Filter these entries down to the lines that hold the word "stalk", and show each of them.

BEGIN SUPPLIED INFORMATION

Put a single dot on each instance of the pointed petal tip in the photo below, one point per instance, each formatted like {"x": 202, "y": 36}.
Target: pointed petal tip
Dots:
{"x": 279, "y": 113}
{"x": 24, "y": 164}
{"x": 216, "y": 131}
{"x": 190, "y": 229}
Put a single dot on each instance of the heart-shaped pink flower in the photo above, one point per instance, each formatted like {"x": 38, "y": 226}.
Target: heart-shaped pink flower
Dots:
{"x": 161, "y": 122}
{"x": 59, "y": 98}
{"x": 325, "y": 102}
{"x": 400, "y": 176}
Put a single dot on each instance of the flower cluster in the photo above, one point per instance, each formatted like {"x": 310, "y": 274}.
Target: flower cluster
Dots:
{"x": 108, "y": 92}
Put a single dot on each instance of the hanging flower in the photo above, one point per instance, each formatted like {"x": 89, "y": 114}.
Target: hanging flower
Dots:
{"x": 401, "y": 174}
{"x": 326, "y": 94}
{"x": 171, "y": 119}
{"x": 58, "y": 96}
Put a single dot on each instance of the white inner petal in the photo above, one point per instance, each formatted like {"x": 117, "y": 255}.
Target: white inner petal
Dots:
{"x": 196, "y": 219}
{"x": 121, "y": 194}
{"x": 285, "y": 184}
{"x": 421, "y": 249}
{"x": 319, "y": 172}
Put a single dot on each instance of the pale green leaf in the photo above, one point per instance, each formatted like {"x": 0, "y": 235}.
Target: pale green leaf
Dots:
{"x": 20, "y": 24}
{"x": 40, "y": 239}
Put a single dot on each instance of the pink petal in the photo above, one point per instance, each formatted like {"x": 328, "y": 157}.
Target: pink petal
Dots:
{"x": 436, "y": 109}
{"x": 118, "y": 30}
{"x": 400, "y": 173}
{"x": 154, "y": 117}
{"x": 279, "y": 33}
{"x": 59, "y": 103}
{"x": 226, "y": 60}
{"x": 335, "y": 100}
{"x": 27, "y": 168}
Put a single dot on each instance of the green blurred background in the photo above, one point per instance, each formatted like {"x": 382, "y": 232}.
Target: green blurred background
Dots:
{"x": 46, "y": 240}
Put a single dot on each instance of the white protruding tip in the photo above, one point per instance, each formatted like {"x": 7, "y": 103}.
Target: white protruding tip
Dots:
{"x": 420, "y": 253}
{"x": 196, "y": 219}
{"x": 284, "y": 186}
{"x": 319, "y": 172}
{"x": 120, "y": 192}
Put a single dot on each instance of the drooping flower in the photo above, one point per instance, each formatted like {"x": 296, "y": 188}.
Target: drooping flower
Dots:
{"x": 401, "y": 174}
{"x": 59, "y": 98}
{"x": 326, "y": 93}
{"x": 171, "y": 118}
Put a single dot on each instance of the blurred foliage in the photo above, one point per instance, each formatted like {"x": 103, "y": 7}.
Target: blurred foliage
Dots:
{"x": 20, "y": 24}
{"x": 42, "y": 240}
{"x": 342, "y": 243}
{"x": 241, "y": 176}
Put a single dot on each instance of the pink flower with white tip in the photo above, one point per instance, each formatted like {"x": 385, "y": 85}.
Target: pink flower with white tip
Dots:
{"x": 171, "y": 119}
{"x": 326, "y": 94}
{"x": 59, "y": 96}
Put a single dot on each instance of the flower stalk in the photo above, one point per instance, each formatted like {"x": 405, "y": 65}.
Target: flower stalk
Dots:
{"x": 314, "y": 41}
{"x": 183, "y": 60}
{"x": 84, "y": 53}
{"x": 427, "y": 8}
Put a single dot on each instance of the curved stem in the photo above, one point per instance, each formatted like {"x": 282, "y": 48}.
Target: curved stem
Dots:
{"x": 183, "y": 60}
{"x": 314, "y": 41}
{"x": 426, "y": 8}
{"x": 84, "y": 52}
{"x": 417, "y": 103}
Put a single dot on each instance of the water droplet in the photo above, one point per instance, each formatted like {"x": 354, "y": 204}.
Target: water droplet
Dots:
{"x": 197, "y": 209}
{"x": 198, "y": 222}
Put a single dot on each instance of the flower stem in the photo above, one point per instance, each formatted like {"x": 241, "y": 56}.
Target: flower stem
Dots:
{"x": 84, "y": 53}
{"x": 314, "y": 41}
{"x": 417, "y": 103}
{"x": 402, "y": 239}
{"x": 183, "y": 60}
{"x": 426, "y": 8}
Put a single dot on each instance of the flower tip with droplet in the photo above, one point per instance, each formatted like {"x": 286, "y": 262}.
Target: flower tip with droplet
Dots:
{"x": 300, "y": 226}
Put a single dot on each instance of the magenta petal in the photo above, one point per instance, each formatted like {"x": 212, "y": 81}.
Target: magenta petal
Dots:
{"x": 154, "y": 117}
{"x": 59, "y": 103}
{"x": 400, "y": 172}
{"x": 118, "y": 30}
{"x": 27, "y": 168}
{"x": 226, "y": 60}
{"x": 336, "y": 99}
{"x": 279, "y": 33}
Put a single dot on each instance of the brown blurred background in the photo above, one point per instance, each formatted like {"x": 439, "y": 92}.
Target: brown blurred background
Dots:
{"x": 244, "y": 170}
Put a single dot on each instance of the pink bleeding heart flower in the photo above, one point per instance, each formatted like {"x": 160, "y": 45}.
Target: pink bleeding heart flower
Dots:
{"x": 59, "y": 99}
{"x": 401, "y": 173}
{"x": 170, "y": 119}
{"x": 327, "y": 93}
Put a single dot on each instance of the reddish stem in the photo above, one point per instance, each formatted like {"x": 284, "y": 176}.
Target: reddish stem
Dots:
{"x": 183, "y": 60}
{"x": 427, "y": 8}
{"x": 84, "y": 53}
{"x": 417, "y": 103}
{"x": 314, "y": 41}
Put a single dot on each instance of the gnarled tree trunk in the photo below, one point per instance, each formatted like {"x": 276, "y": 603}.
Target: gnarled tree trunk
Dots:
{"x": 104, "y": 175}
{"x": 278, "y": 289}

END SUPPLIED INFORMATION

SOLUTION FOR THIS EXERCISE:
Put a single dot on each instance of the flower stalk in the photo above, one point per instance, each formatted like {"x": 405, "y": 65}.
Target: flower stalk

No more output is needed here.